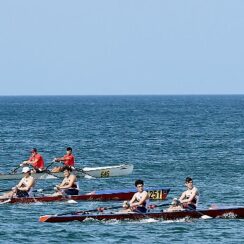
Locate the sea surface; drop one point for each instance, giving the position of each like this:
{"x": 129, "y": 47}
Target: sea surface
{"x": 167, "y": 138}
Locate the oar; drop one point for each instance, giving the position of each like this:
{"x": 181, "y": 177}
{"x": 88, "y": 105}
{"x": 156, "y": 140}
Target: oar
{"x": 203, "y": 216}
{"x": 13, "y": 171}
{"x": 49, "y": 165}
{"x": 99, "y": 209}
{"x": 5, "y": 190}
{"x": 87, "y": 176}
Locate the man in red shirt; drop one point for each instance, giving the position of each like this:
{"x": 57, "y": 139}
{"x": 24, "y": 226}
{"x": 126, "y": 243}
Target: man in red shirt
{"x": 68, "y": 159}
{"x": 35, "y": 160}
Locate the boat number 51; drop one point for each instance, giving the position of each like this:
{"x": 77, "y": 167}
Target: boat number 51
{"x": 155, "y": 194}
{"x": 105, "y": 173}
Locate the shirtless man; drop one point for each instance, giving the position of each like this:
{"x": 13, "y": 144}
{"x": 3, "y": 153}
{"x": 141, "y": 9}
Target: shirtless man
{"x": 69, "y": 185}
{"x": 24, "y": 188}
{"x": 188, "y": 199}
{"x": 68, "y": 159}
{"x": 35, "y": 160}
{"x": 139, "y": 201}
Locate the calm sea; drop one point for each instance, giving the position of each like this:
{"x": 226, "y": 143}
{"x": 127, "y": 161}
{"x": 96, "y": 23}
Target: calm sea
{"x": 167, "y": 138}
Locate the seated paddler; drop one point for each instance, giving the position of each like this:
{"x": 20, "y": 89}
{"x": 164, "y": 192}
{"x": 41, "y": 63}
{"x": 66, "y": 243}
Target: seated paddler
{"x": 139, "y": 201}
{"x": 24, "y": 187}
{"x": 188, "y": 199}
{"x": 69, "y": 185}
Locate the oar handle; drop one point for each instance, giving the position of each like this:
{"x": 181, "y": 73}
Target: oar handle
{"x": 13, "y": 171}
{"x": 99, "y": 209}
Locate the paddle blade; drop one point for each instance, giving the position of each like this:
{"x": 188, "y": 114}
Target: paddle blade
{"x": 44, "y": 218}
{"x": 71, "y": 201}
{"x": 89, "y": 177}
{"x": 206, "y": 217}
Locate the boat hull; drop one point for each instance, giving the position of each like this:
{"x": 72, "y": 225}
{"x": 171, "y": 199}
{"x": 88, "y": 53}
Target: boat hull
{"x": 155, "y": 193}
{"x": 87, "y": 172}
{"x": 231, "y": 212}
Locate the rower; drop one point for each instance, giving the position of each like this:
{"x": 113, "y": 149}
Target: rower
{"x": 25, "y": 186}
{"x": 188, "y": 199}
{"x": 35, "y": 160}
{"x": 69, "y": 185}
{"x": 139, "y": 201}
{"x": 68, "y": 160}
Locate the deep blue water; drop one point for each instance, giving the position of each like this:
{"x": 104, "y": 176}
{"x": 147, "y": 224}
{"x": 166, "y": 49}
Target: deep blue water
{"x": 166, "y": 138}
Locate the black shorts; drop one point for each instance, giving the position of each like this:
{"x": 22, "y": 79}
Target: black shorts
{"x": 71, "y": 191}
{"x": 189, "y": 206}
{"x": 20, "y": 193}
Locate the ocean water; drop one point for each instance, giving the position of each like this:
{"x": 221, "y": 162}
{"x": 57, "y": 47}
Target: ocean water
{"x": 167, "y": 138}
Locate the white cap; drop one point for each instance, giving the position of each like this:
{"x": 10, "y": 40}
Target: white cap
{"x": 25, "y": 169}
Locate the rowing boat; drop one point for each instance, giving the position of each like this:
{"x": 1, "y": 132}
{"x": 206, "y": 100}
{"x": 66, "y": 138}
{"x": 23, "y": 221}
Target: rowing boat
{"x": 155, "y": 193}
{"x": 228, "y": 212}
{"x": 96, "y": 172}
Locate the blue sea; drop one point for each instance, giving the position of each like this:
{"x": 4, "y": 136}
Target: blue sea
{"x": 167, "y": 138}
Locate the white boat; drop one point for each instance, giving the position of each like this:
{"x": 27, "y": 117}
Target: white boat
{"x": 86, "y": 172}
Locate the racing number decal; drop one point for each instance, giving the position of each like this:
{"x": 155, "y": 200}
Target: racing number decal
{"x": 105, "y": 173}
{"x": 156, "y": 195}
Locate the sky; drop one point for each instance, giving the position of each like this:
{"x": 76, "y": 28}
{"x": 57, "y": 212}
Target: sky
{"x": 121, "y": 47}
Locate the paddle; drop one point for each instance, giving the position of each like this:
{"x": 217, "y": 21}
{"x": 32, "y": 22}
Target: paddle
{"x": 6, "y": 189}
{"x": 49, "y": 165}
{"x": 13, "y": 171}
{"x": 87, "y": 176}
{"x": 203, "y": 216}
{"x": 99, "y": 209}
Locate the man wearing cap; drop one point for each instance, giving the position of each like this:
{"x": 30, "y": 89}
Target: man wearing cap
{"x": 35, "y": 160}
{"x": 68, "y": 160}
{"x": 188, "y": 199}
{"x": 25, "y": 186}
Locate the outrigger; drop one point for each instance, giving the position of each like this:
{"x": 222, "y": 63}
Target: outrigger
{"x": 155, "y": 193}
{"x": 227, "y": 212}
{"x": 86, "y": 172}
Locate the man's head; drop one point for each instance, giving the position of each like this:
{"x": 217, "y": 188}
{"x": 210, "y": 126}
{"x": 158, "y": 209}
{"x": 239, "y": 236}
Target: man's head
{"x": 67, "y": 170}
{"x": 34, "y": 150}
{"x": 26, "y": 170}
{"x": 189, "y": 182}
{"x": 139, "y": 185}
{"x": 69, "y": 150}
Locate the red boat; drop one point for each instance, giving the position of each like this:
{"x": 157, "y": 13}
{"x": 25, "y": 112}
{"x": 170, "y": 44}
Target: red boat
{"x": 155, "y": 193}
{"x": 228, "y": 212}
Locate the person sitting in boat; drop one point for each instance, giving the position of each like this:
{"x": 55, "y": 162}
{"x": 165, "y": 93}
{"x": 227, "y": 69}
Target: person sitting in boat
{"x": 69, "y": 185}
{"x": 25, "y": 186}
{"x": 139, "y": 201}
{"x": 188, "y": 199}
{"x": 35, "y": 160}
{"x": 68, "y": 160}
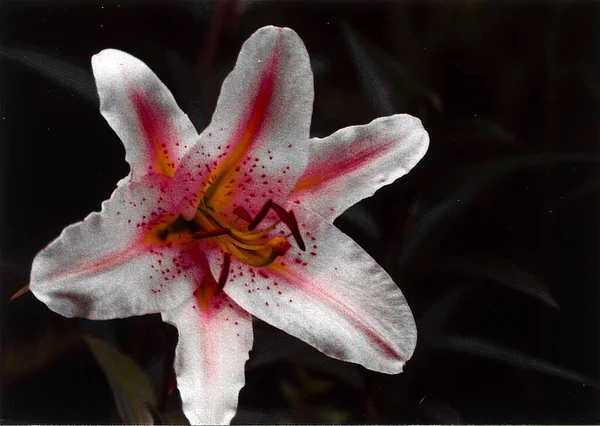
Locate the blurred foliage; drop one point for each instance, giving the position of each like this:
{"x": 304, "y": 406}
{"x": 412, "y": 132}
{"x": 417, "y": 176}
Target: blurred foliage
{"x": 493, "y": 237}
{"x": 133, "y": 393}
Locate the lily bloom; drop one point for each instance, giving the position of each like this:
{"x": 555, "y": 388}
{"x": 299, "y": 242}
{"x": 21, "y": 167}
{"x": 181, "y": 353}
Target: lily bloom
{"x": 211, "y": 229}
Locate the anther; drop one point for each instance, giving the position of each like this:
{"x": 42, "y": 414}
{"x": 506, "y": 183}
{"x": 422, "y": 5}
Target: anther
{"x": 290, "y": 220}
{"x": 242, "y": 213}
{"x": 224, "y": 274}
{"x": 211, "y": 233}
{"x": 261, "y": 215}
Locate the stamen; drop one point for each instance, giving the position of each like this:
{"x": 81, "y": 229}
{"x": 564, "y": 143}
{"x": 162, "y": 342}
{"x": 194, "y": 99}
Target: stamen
{"x": 260, "y": 216}
{"x": 211, "y": 233}
{"x": 290, "y": 220}
{"x": 242, "y": 214}
{"x": 224, "y": 274}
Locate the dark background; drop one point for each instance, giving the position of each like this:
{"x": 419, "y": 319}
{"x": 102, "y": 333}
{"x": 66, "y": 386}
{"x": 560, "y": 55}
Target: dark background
{"x": 493, "y": 237}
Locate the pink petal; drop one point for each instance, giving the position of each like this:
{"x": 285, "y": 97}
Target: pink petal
{"x": 333, "y": 296}
{"x": 209, "y": 360}
{"x": 354, "y": 162}
{"x": 142, "y": 111}
{"x": 256, "y": 146}
{"x": 103, "y": 267}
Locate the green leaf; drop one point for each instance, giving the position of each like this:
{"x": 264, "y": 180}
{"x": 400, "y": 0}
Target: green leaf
{"x": 133, "y": 393}
{"x": 437, "y": 221}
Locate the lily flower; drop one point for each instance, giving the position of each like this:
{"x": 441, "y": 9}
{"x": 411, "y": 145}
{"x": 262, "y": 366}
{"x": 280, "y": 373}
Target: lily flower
{"x": 209, "y": 230}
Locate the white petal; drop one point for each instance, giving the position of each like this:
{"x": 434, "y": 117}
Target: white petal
{"x": 258, "y": 136}
{"x": 209, "y": 360}
{"x": 334, "y": 297}
{"x": 354, "y": 162}
{"x": 101, "y": 267}
{"x": 143, "y": 112}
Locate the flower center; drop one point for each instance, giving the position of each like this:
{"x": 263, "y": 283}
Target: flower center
{"x": 246, "y": 242}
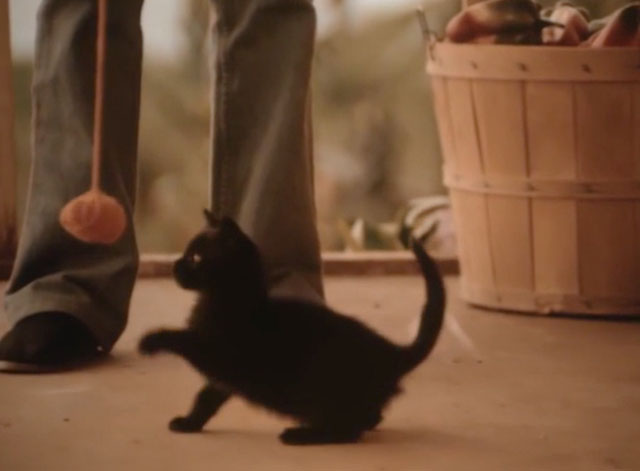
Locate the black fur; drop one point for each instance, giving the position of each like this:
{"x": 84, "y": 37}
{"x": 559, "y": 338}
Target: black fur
{"x": 328, "y": 371}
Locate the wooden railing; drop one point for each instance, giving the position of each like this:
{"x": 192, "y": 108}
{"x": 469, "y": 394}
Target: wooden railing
{"x": 7, "y": 148}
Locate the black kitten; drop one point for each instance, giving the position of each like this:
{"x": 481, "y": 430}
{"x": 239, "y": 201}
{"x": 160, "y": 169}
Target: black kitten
{"x": 329, "y": 372}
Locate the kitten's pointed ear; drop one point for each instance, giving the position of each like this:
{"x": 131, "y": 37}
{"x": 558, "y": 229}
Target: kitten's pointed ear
{"x": 211, "y": 219}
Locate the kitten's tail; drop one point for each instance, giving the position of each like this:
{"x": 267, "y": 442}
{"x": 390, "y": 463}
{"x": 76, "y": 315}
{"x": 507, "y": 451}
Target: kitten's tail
{"x": 432, "y": 313}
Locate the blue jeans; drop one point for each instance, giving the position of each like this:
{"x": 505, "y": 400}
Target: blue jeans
{"x": 262, "y": 156}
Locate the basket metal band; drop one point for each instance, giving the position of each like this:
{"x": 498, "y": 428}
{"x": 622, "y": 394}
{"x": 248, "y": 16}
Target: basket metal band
{"x": 534, "y": 63}
{"x": 543, "y": 188}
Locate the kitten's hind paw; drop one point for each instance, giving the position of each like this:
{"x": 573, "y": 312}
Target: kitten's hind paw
{"x": 152, "y": 343}
{"x": 184, "y": 425}
{"x": 318, "y": 436}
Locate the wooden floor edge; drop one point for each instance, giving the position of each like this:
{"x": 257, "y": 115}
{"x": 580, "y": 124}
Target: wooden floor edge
{"x": 334, "y": 264}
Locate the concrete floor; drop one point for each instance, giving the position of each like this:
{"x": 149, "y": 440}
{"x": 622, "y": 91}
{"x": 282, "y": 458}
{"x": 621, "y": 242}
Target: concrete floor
{"x": 500, "y": 392}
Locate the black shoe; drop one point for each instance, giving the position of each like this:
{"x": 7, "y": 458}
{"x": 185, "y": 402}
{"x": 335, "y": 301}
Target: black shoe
{"x": 46, "y": 342}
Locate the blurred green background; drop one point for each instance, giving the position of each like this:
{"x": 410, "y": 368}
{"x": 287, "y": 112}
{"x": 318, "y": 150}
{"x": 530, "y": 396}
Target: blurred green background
{"x": 376, "y": 143}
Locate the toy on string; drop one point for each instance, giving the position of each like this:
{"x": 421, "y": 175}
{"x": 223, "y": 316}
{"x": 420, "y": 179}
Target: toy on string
{"x": 95, "y": 217}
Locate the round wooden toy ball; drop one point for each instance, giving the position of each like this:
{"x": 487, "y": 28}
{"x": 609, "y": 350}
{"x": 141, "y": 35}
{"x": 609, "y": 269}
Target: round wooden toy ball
{"x": 94, "y": 217}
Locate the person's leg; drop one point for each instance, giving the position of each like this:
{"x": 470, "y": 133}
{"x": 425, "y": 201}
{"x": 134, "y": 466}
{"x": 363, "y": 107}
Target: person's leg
{"x": 53, "y": 271}
{"x": 262, "y": 162}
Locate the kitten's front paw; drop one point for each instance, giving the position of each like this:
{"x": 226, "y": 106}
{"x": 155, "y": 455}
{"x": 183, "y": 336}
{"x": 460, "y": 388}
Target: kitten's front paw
{"x": 184, "y": 425}
{"x": 152, "y": 343}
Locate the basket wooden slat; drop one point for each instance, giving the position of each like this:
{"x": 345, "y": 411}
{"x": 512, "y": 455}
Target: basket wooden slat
{"x": 542, "y": 157}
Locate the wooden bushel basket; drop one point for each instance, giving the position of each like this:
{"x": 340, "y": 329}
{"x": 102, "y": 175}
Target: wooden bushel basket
{"x": 542, "y": 158}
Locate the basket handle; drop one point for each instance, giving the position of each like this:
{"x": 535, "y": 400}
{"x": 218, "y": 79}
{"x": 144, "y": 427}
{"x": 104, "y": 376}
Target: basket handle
{"x": 430, "y": 37}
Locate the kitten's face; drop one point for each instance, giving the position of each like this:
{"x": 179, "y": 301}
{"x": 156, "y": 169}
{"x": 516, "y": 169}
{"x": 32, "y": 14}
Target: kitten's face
{"x": 220, "y": 249}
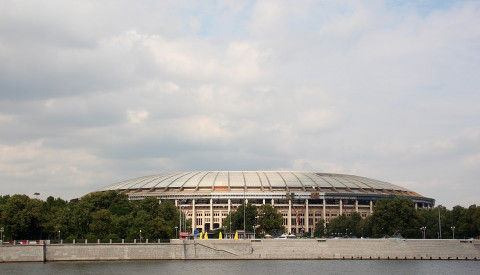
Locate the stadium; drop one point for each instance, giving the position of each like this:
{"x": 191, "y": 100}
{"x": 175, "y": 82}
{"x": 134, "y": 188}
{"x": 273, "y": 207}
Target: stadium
{"x": 303, "y": 198}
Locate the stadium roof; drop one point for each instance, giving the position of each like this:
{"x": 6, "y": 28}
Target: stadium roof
{"x": 263, "y": 181}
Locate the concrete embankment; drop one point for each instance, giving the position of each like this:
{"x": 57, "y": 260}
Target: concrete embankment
{"x": 249, "y": 250}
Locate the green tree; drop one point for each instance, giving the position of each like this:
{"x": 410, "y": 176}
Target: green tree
{"x": 101, "y": 223}
{"x": 237, "y": 218}
{"x": 22, "y": 217}
{"x": 397, "y": 215}
{"x": 269, "y": 220}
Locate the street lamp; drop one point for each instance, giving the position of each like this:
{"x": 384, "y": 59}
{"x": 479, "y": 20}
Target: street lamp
{"x": 423, "y": 228}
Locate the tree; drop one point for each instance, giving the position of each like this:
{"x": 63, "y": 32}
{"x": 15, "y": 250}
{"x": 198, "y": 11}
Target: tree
{"x": 397, "y": 215}
{"x": 22, "y": 217}
{"x": 270, "y": 220}
{"x": 237, "y": 218}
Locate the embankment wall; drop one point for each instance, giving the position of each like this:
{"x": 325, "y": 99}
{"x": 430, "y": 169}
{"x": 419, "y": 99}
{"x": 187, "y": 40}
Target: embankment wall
{"x": 248, "y": 249}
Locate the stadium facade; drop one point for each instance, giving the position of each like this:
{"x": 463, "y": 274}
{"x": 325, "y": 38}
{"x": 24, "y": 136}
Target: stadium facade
{"x": 303, "y": 198}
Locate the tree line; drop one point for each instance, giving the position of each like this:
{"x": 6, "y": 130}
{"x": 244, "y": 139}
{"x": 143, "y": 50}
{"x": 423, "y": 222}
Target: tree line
{"x": 96, "y": 216}
{"x": 111, "y": 215}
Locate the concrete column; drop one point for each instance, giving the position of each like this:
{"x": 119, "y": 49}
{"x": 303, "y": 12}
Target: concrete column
{"x": 289, "y": 220}
{"x": 194, "y": 217}
{"x": 306, "y": 218}
{"x": 211, "y": 214}
{"x": 324, "y": 210}
{"x": 203, "y": 221}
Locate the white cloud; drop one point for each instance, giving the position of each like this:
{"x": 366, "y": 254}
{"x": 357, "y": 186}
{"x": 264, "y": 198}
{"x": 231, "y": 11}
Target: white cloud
{"x": 382, "y": 91}
{"x": 136, "y": 117}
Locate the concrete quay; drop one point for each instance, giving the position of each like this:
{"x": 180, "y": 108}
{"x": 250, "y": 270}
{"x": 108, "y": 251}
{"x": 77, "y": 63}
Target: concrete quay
{"x": 309, "y": 249}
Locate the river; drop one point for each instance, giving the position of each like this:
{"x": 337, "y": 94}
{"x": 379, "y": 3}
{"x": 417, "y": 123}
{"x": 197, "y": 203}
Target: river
{"x": 246, "y": 267}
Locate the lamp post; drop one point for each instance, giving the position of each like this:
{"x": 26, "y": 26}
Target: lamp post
{"x": 423, "y": 228}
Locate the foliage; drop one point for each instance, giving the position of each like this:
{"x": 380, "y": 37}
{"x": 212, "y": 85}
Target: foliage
{"x": 95, "y": 216}
{"x": 395, "y": 216}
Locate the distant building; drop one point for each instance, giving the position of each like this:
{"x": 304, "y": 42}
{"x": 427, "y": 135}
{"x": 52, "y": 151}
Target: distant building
{"x": 301, "y": 197}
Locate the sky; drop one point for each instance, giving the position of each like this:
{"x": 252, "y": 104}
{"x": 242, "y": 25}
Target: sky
{"x": 97, "y": 92}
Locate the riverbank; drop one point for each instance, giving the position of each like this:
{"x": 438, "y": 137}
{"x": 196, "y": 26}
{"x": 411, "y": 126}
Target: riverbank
{"x": 304, "y": 249}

Exercise description:
Render the lines from the one containing "Locate the distant" up to and including the final line as a numbered list, omitting any blank lines.

Exercise answer:
1. Locate the distant building; drop one point for each instance, giving the position of each like this:
2. {"x": 304, "y": 42}
3. {"x": 427, "y": 135}
4. {"x": 52, "y": 151}
5. Target: distant building
6. {"x": 301, "y": 197}
7. Locate the sky; drop one point for each instance, giving the position of each like this:
8. {"x": 252, "y": 104}
9. {"x": 242, "y": 25}
10. Target: sky
11. {"x": 97, "y": 92}
12. Locate the riverbank; drop one point for each instance, giving the position of each like this:
13. {"x": 438, "y": 137}
14. {"x": 196, "y": 26}
15. {"x": 411, "y": 126}
16. Target: riverbank
17. {"x": 304, "y": 249}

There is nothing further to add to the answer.